PASSAGE:
start

Bee activists attempt to save brunch

Bee activists attempt to save brunch

Thousands urge Ace and True Value to remove bee-killing pesticides

WASHINGTON, D.C. – Over the month of August, more than 2,000 people across the country urged Ace Hardware and True Value to “save brunch” and stop selling bee-killing pesticides. As part of a national month of action organized by Friends of the Earth and allies, bee activists held “brunches for bees” to educate their communities about the importance of protecting bees; customers  visited Ace and True Value stores to urge them to commit to stop selling these pesticides. Participants also photographed themselves with and without food pollinated by bees to highlight that without bees, some of our healthiest foods like almonds and watermelons could be in short supply.

end

WHAT IS BEING ASKED:
From the passage on the bee activists' campaign, extract the text between "WASHINGTON, D.C. –" and "in short supply.", inclusive.

[Point annotation records]
start

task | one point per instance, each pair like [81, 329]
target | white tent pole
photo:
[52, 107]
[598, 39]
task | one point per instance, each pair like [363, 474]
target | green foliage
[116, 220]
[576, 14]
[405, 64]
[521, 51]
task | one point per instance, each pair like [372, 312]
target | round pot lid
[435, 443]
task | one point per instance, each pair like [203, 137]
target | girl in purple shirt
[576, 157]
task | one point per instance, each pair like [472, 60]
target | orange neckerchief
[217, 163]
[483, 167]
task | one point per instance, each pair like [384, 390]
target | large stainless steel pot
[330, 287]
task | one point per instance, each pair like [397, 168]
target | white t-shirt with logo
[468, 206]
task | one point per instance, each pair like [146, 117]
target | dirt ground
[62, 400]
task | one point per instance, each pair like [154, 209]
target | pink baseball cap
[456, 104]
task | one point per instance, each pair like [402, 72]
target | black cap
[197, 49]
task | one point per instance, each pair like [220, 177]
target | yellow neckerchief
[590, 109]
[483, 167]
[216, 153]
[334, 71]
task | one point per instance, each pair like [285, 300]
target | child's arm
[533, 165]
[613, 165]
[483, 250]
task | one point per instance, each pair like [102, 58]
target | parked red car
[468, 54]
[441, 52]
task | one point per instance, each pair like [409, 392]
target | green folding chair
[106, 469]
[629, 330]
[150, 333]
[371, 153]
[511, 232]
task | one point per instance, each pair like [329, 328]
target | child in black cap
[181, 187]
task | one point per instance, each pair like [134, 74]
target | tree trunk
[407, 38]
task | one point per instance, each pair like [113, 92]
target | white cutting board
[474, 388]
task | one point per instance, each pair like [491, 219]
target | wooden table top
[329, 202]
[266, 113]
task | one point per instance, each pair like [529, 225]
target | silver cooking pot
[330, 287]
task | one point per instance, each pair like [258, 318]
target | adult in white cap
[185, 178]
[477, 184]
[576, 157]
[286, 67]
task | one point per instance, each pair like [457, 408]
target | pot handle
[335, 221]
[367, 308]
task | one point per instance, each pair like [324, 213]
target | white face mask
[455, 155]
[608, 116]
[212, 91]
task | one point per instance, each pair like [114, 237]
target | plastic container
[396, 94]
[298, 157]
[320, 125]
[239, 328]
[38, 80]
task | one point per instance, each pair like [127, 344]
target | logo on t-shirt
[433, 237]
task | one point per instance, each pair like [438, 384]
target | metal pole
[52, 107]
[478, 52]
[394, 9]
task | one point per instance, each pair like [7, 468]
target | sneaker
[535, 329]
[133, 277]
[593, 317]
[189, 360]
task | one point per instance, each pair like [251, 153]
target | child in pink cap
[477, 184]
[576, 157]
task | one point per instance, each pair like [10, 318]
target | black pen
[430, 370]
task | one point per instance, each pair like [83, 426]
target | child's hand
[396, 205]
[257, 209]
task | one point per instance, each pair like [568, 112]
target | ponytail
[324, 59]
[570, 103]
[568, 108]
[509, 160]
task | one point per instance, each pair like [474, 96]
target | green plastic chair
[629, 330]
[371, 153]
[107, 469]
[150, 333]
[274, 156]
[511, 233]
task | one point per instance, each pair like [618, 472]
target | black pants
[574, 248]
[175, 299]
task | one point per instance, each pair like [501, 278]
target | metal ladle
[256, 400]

end

WRITTEN SOLUTION:
WASHINGTON, D.C. – Over the month of August, more than 2,000 people across the country urged Ace Hardware and True Value to “save brunch” and stop selling bee-killing pesticides. As part of a national month of action organized by Friends of the Earth and allies, bee activists held “brunches for bees” to educate their communities about the importance of protecting bees; customers  visited Ace and True Value stores to urge them to commit to stop selling these pesticides. Participants also photographed themselves with and without food pollinated by bees to highlight that without bees, some of our healthiest foods like almonds and watermelons could be in short supply.